**WHAT YOU SHOULD DO**
Leave out the pictures and repeat everything else in the records exactly.

**TASK INPUTS**
* begin *

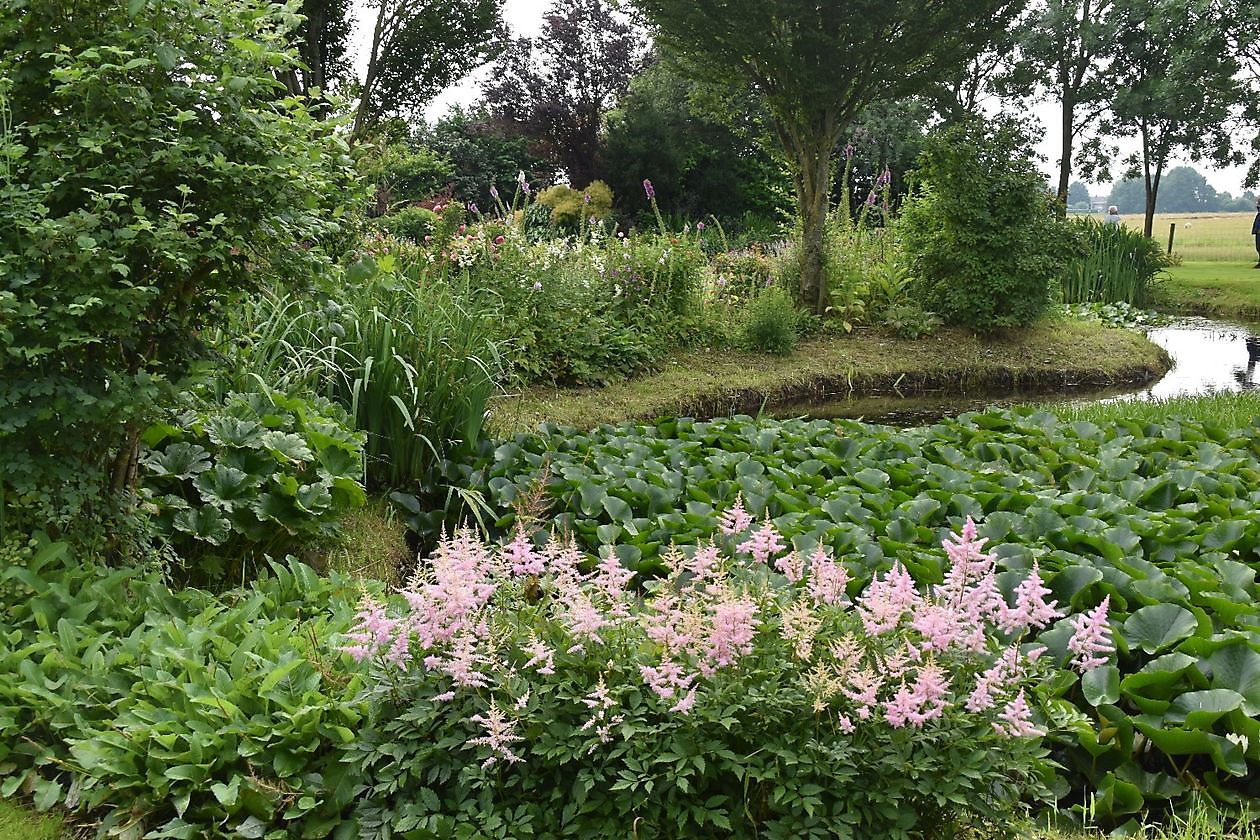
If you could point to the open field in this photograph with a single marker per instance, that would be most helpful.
(1205, 237)
(1226, 289)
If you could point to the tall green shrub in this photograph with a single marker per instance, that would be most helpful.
(982, 228)
(154, 169)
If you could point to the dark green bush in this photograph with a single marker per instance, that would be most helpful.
(770, 323)
(1119, 265)
(982, 229)
(260, 476)
(153, 170)
(179, 713)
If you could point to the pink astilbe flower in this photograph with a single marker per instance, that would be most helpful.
(667, 680)
(827, 578)
(1031, 608)
(764, 543)
(541, 658)
(994, 680)
(521, 557)
(791, 566)
(1091, 637)
(499, 736)
(736, 519)
(732, 631)
(1016, 719)
(939, 626)
(887, 600)
(863, 692)
(704, 562)
(373, 631)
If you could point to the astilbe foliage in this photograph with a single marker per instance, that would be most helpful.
(749, 692)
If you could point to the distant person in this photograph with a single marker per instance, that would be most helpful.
(1255, 232)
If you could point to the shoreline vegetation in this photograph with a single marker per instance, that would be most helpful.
(1051, 355)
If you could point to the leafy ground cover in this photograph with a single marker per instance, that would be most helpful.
(1225, 411)
(1156, 515)
(1052, 353)
(1226, 289)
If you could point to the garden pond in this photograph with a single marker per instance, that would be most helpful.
(1208, 357)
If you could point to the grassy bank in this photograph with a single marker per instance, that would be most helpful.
(1050, 355)
(1221, 289)
(18, 822)
(1227, 411)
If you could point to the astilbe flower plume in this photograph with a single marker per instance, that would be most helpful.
(764, 543)
(1091, 642)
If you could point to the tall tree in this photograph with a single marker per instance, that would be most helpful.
(1064, 56)
(1177, 86)
(818, 64)
(421, 47)
(321, 40)
(555, 88)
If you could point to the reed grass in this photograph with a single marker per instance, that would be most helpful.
(413, 364)
(1224, 409)
(1119, 266)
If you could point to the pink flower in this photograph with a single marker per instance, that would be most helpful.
(1091, 637)
(764, 543)
(827, 578)
(521, 557)
(1031, 608)
(1017, 719)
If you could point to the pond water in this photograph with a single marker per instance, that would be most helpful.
(1208, 357)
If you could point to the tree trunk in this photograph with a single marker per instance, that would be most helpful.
(813, 194)
(1067, 137)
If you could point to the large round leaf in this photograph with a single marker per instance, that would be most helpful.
(1159, 626)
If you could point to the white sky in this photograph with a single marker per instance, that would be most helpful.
(524, 18)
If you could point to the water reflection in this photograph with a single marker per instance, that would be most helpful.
(1208, 357)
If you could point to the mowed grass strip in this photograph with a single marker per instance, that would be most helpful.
(1203, 237)
(1050, 354)
(1221, 289)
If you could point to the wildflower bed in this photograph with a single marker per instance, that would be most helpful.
(1158, 516)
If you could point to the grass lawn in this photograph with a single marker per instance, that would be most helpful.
(1053, 353)
(1229, 289)
(18, 822)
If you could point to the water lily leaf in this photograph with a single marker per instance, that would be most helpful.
(178, 461)
(1158, 626)
(1101, 685)
(1237, 668)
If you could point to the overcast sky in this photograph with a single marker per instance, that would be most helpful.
(524, 18)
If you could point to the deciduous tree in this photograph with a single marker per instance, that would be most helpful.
(555, 88)
(818, 64)
(421, 47)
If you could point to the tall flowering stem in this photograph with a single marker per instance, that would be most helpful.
(489, 627)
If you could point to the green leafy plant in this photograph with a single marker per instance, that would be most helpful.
(982, 231)
(153, 171)
(183, 714)
(1151, 513)
(1119, 266)
(770, 323)
(260, 476)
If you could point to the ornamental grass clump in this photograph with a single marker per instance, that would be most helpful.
(754, 690)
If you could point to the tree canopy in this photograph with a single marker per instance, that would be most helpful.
(817, 66)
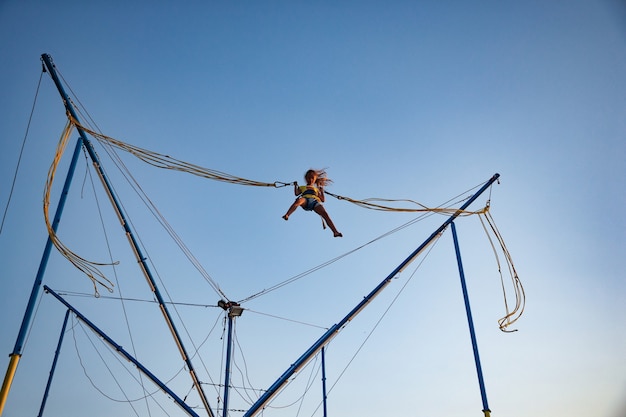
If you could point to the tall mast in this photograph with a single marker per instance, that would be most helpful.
(15, 356)
(332, 332)
(141, 259)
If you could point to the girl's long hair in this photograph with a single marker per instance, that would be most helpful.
(322, 179)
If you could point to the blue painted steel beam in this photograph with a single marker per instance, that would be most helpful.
(331, 332)
(470, 322)
(141, 259)
(124, 353)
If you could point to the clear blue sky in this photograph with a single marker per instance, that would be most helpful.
(413, 100)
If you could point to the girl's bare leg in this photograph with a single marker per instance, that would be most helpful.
(322, 212)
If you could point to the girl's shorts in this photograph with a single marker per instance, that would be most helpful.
(310, 204)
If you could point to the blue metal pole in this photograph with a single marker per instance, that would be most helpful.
(141, 259)
(470, 322)
(124, 353)
(229, 345)
(333, 330)
(324, 379)
(34, 294)
(54, 364)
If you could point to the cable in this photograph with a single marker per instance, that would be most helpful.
(19, 159)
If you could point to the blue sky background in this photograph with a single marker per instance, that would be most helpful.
(414, 100)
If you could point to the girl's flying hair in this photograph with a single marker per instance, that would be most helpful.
(322, 180)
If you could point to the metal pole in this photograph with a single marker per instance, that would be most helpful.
(470, 322)
(324, 379)
(34, 294)
(54, 364)
(330, 333)
(229, 348)
(124, 353)
(141, 259)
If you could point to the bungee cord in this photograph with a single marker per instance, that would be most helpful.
(89, 268)
(167, 162)
(520, 296)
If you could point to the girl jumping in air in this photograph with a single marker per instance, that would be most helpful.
(311, 196)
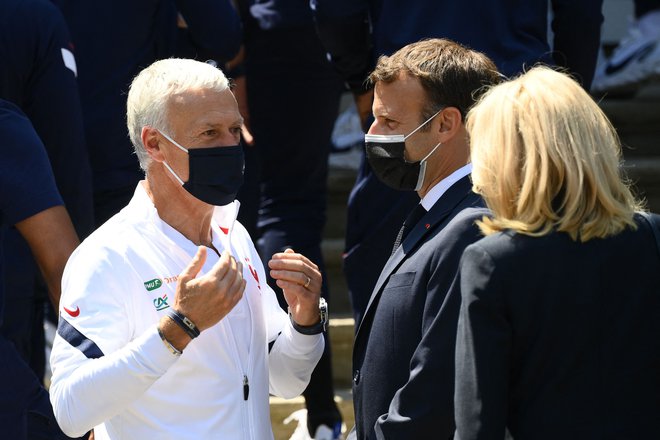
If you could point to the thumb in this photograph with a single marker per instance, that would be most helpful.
(195, 265)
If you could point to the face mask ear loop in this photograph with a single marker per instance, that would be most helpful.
(423, 124)
(422, 166)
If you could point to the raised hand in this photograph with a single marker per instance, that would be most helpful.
(300, 280)
(207, 299)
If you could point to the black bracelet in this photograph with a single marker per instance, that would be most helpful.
(314, 329)
(186, 324)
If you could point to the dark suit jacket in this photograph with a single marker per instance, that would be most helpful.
(404, 347)
(559, 339)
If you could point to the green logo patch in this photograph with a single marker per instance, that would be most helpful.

* end *

**SOLUTION FOR THIS PROBLEM**
If you could point to the open field in this photograph with a single marker per instance, that would be most helpful.
(1205, 237)
(1226, 289)
If you could point to the tall green shrub in this photograph with a single marker per instance, that would be most helpful.
(982, 228)
(154, 169)
If you could point to the dark green bush in this photograph with a single marker per instance, that would be most helpful.
(770, 323)
(1119, 265)
(982, 229)
(260, 476)
(153, 170)
(179, 713)
If you could point to the pink astilbe flower in this photograph with a single marker per instance, that would be most helpful.
(667, 680)
(827, 578)
(1031, 608)
(764, 543)
(541, 658)
(994, 680)
(521, 557)
(791, 566)
(1091, 637)
(499, 736)
(736, 519)
(732, 631)
(1016, 719)
(939, 626)
(887, 600)
(863, 692)
(704, 562)
(373, 631)
If you could point to the astilbe foliage in this photograph with a single marker per instance, that would be most helpful.
(749, 692)
If you could point to the distant person in this photograph with a single marker per instance, that would be most helpful.
(1255, 232)
If you could point to the shoreline vegetation in this photograph with a single marker per instance, that would be most helpful.
(1051, 355)
If you could point to the leafy ground cover in this photograph with a single marker per instance, that would be most helpful.
(1225, 411)
(1156, 515)
(1052, 353)
(1226, 289)
If you could point to the garden pond in this photograph with a single marker per instance, that would be most helpful.
(1208, 357)
If you could point to the grassy bank in this photograph with a single marker per instance, that would be most helpful.
(1050, 355)
(1221, 289)
(18, 822)
(1227, 411)
If you could point to the astilbe flower plume in this photograph with a single marker per instance, that would be most helpful.
(764, 543)
(1091, 642)
If you could point to the tall tree in this photograph with a single marker per instance, that would be most helpful.
(1064, 56)
(1177, 86)
(818, 64)
(421, 47)
(321, 40)
(555, 88)
If you could point to the reed grass in this photograph with a single marker per instance, that would be most helpful.
(413, 364)
(1224, 409)
(1119, 266)
If you could point to the pink flower in this photograph with a single marker per instance, that would be most helpful.
(1091, 637)
(764, 543)
(827, 578)
(521, 557)
(1031, 608)
(1017, 719)
If you could point to the pond water in this photograph with a single marker per instance, that would be most helpful.
(1208, 357)
If you could point to the tree trunk in this photograph with a single marker per instance, that would be most helpful.
(813, 194)
(1067, 137)
If you could point to the large round leaf in this photograph with a single marker per instance, that would be most helpful.
(1159, 626)
If you could point to the white sky in this photograph with a single marker per instance, that would be most helpful.
(524, 18)
If you could point to the water reflection in this photograph with a single marker per instance, that would be most helpful.
(1208, 357)
If you could point to the mowed grass strip in this photograph with a single marker per instance, that would be most helpful.
(1203, 237)
(1050, 354)
(1221, 289)
If you could point to the wildflower bed in this photograph with a single marker per instance, that would be most helpful.
(1158, 516)
If you could point to the grass lawn in this photograph with a single marker per instance, that would be most helpful.
(1053, 353)
(1229, 289)
(18, 822)
If you could point to the water lily leaf in this photograph with a single marker per instance, that would be most helpful.
(178, 461)
(1158, 626)
(1101, 685)
(1237, 668)
If you could point to the overcast sky in this photograph with a single marker per instance, that would be most helpful.
(524, 18)
If you could point to the deciduous tree in this photograph with a single marker per instance, that would be most helpful.
(555, 88)
(818, 64)
(421, 47)
If you could point to the tall flowering stem in this photograph with a single marker per instance, that would be most helpful.
(489, 627)
If you could point to the green leafy plant in this photograph with a single marker per instance, that would be most helpful.
(982, 231)
(153, 171)
(183, 714)
(1151, 513)
(1119, 266)
(770, 323)
(260, 476)
If you could point to the ornamental grass clump in this photograph with a single marker per instance, that would be most helpful.
(754, 690)
If you could point to the tree canopy in this photograph with a single marker per instance, that would be most helpful.
(817, 66)
If you could point to the tall mast in this photograph with a single marker per instance, that would be most helpful.
(15, 356)
(332, 332)
(141, 259)
If you could point to the girl's long hair in this photograph with a single marker per instance, that would be most helpful.
(322, 179)
If you could point to the blue painted steel beam in this photograph with a single marker per instance, that would be most helpful.
(331, 332)
(470, 322)
(141, 259)
(124, 353)
If you could point to the clear blue sky in this photograph with a single marker per instance, that would be most helpful.
(413, 100)
If you could point to the girl's bare leg in this photograph with a single marker per instance, that would be most helpful.
(322, 212)
If you could point to the girl's shorts in this photograph with a single marker per instance, that would be most helpful.
(310, 204)
If you could point to the blue metal pole in this photograph with a single marker per instance, that would be most helpful.
(141, 259)
(470, 322)
(124, 353)
(229, 345)
(333, 330)
(324, 379)
(34, 294)
(54, 364)
If you could point to the cable in this photograph with a single marker per instance, that would be most helpful.
(19, 159)
If you could point to the blue sky background in this photograph with a single marker per instance, that would be most helpful.
(414, 100)
If you could point to the girl's flying hair in this photograph with a single marker per instance, that would be most helpful.
(322, 180)
If you could point to the metal pole in this photograph with a single marker per instance, that would be most helpful.
(470, 322)
(324, 379)
(34, 294)
(54, 364)
(330, 333)
(229, 348)
(124, 353)
(141, 259)
If you could point to the bungee cord in this photograph with a single marker per instance, that would be most helpful.
(89, 268)
(167, 162)
(520, 296)
If you could point to the girl jumping in air in this photograph with a single marker per instance, that would be most helpful.
(311, 196)
If you could point to the thumb in this photograph with a single marker per instance, that would be most helpful.
(195, 265)
If you could point to the face mask ear loop in this photograph with a single marker per instance, that would be most helpful.
(423, 124)
(422, 166)
If you could point to the raised hand in this photograph with a single marker per instance, that would be most helpful.
(300, 280)
(207, 299)
If you could point to the black bracelet in this photograph with a single marker per instance, that would be most helpful.
(314, 329)
(186, 324)
If you could point to the dark suit jacket in this photograph with a single marker per instance, that would be most helpful.
(404, 347)
(559, 339)
If you could point to the green logo patch in this photograph with a single marker per instance, that would be most helpful.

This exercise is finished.